---------- DATA PROVIDED
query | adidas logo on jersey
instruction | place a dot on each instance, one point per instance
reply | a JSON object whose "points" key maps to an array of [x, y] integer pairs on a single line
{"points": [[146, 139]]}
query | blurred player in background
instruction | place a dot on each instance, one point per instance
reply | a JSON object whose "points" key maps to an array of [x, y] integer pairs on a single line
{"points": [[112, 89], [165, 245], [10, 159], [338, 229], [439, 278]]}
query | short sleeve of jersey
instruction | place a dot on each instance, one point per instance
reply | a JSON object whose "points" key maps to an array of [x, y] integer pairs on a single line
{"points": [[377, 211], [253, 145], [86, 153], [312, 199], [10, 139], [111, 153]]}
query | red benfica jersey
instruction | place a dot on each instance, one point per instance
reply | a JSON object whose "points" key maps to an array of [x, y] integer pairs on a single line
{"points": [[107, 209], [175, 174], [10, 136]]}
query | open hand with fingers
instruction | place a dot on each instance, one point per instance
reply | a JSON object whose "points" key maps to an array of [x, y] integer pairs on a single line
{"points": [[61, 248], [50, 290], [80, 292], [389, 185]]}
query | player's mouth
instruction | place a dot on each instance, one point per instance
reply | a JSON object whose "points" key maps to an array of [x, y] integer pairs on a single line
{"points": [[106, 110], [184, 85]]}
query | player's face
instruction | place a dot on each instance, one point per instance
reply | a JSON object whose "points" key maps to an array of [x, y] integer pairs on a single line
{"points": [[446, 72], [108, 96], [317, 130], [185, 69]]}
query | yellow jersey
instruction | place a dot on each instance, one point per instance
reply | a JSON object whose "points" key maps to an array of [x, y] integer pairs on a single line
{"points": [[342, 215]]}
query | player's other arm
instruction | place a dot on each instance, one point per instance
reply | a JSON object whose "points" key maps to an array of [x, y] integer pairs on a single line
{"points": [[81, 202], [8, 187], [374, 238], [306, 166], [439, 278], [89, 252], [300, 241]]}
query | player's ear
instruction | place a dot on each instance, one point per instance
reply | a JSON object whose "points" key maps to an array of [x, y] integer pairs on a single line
--------------------
## TASK DESCRIPTION
I'd like the entries above reproduced in full, exactly as they stand.

## PROBLEM SOLUTION
query | adidas logo on jersey
instruction | place a dot on each instance, one point per instance
reply | a JSON object whose "points" key maps to an array of [x, y] integer pairs on a single line
{"points": [[146, 139]]}
query | blurred player in background
instruction | place a dot on each instance, one point per instance
reply | a JSON object whose "points" key maps to an array of [x, y] integer pairs on a single line
{"points": [[112, 89], [165, 245], [10, 159], [338, 229], [439, 278]]}
query | short sleeve of jersey
instruction | place a dot on each instance, one point per instance
reply | a JSON object whose "points" key maps to an array of [x, y] integer pairs on a single line
{"points": [[377, 211], [253, 145], [86, 153], [312, 199], [10, 139], [111, 153]]}
query | red benfica jersey
instruction | place a dot on each instance, one point per instance
reply | a JSON object whose "points" key maps to an array of [x, y] integer pairs on a single line
{"points": [[107, 209], [175, 174], [10, 136]]}
query | open hand with fingers
instruction | place a dot on each instance, one point per instance
reply | a JSON object whose "points" key maps to an array of [x, y] integer pairs on a single line
{"points": [[61, 248], [50, 290], [80, 292], [389, 185]]}
query | player's mouth
instruction | place a dot on each instance, one point per instance
reply | a JSON object whose "points" key maps to an array of [x, y] integer pairs on a single line
{"points": [[106, 110], [184, 85]]}
query | player's face
instruction | place a dot on each instance, one point per instance
reply | a JSON object whose "points" key maps to an array of [x, y] integer pairs on a single line
{"points": [[446, 72], [108, 96], [317, 130], [185, 69]]}
query | yellow jersey
instruction | place a dot on each instance, one point per instance
reply | a JSON object whose "points" key maps to an array of [x, y] integer pairs on a single line
{"points": [[342, 215]]}
query | player's other arm
instruction | place a dot on each instance, one point per instance
reply | a JSON object whose "points" key maps to an array of [x, y] integer pairs on a single line
{"points": [[81, 202], [8, 187], [374, 238], [306, 166], [439, 278], [89, 252], [300, 241]]}
query | player's ear
instruction | place a dot on each instance, one point per instance
reply | a JSON object whose "points" key maps to an array of [x, y] integer pairs on a single line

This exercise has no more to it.